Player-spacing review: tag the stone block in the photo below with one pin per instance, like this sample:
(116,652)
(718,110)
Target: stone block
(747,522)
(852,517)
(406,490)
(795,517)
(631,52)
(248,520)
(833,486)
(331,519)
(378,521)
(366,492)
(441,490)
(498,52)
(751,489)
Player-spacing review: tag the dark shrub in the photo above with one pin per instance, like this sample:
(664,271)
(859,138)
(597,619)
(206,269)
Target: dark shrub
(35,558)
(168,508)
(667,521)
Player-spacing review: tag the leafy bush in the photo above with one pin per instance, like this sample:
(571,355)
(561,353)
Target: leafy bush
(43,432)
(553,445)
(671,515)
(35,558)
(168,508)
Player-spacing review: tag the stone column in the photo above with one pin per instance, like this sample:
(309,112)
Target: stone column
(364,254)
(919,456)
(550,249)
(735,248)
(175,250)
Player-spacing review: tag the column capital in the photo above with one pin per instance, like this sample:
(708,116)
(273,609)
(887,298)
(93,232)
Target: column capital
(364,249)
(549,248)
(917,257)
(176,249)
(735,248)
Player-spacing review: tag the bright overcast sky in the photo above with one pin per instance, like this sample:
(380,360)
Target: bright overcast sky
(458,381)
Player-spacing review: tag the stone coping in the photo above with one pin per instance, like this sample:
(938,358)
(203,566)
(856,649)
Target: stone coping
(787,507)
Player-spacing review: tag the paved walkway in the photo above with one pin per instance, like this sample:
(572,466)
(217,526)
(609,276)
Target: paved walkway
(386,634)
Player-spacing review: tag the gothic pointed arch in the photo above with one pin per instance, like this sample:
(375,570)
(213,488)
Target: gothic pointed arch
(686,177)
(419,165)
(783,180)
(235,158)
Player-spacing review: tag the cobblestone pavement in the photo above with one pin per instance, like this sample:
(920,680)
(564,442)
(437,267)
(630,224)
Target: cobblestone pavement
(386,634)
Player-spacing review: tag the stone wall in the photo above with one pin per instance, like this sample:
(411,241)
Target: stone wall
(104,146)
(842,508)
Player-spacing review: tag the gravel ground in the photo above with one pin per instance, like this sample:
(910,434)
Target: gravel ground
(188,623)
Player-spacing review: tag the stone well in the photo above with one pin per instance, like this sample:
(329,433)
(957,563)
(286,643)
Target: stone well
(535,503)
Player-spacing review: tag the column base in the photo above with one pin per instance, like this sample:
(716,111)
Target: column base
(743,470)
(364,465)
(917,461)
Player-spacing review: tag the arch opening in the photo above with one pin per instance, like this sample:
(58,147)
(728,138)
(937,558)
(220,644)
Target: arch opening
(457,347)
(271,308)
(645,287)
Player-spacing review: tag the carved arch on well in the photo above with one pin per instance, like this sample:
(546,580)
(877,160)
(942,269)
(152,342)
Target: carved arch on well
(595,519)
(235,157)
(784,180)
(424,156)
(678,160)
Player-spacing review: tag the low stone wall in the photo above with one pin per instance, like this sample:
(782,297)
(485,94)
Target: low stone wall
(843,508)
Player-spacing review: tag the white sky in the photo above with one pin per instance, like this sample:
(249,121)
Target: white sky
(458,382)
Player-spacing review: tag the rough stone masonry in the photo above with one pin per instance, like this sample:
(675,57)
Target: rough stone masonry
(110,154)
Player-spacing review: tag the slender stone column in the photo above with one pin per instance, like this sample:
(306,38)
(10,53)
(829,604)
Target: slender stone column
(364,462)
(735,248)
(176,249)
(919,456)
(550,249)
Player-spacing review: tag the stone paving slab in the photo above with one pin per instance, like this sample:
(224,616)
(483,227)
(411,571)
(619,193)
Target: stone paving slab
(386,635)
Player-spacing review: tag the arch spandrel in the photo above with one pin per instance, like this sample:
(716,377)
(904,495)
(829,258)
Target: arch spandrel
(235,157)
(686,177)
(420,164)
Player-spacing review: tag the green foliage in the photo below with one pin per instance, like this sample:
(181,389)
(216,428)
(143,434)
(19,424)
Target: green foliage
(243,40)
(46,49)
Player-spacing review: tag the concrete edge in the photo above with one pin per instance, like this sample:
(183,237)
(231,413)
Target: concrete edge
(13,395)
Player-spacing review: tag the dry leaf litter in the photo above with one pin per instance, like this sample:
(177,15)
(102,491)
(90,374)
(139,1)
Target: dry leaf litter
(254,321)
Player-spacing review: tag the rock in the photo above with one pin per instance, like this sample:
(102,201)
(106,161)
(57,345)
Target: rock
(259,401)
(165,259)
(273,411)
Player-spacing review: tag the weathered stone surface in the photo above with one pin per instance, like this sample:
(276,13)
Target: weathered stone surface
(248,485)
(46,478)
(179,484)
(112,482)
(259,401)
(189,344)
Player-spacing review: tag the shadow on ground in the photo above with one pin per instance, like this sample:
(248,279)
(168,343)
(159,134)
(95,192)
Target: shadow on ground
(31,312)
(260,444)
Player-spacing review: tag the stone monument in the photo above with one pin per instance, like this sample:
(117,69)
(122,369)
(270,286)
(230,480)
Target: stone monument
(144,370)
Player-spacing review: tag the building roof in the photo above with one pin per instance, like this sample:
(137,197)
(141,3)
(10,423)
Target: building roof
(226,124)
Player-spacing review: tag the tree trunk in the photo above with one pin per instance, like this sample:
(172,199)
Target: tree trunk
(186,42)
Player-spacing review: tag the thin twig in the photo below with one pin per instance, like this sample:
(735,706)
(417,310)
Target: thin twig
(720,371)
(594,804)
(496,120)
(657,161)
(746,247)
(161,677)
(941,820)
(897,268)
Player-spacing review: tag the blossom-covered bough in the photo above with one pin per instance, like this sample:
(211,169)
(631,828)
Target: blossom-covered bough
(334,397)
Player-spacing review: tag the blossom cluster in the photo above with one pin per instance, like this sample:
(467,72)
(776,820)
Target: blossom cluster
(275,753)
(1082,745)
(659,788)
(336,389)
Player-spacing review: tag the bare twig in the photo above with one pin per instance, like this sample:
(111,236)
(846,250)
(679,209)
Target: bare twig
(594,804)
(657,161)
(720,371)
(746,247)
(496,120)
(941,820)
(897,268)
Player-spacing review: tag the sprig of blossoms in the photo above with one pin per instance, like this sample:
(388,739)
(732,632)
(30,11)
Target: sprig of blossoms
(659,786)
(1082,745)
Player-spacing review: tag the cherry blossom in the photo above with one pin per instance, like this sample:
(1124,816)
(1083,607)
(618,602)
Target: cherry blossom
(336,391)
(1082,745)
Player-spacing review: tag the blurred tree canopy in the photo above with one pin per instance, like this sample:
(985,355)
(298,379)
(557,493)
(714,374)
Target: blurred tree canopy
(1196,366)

+ + + + + + +

- **YOUR OBJECTIVE**
Copy each line in the entries above where "below" turns up.

- **SOLUTION FOR THIS EXERCISE**
Player-spacing review: tag the stone block in the photo below with one pin per instance, like this sample:
Player-spacing review: tag the green foliage in the photo below with one pin per instance, like this sample:
Player-spacing review: tag the thin twig in the photo below with one pin per instance, like this sample:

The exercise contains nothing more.